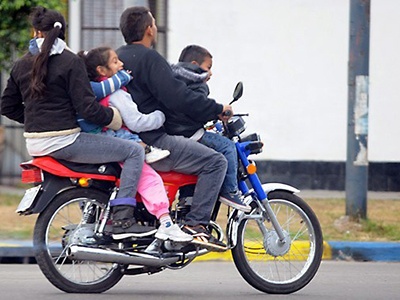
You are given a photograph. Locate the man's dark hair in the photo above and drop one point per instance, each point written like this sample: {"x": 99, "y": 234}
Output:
{"x": 194, "y": 53}
{"x": 133, "y": 23}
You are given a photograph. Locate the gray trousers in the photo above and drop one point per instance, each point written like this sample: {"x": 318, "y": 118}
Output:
{"x": 91, "y": 148}
{"x": 190, "y": 157}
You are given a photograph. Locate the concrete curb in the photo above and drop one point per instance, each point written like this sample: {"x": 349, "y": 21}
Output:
{"x": 14, "y": 251}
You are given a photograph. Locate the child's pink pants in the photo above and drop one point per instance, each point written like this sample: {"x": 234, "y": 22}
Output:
{"x": 151, "y": 189}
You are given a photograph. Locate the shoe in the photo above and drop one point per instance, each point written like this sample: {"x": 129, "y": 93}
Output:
{"x": 155, "y": 154}
{"x": 173, "y": 233}
{"x": 127, "y": 228}
{"x": 202, "y": 237}
{"x": 233, "y": 200}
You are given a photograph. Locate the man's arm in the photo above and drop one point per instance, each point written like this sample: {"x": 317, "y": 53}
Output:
{"x": 131, "y": 117}
{"x": 175, "y": 95}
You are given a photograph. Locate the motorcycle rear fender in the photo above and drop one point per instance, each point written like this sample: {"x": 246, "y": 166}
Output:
{"x": 272, "y": 186}
{"x": 51, "y": 187}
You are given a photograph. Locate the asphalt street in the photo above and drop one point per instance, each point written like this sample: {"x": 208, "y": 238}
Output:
{"x": 214, "y": 280}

_Assigned task_
Tell me how many lines in the data include "this", giving only the number.

_Output_
8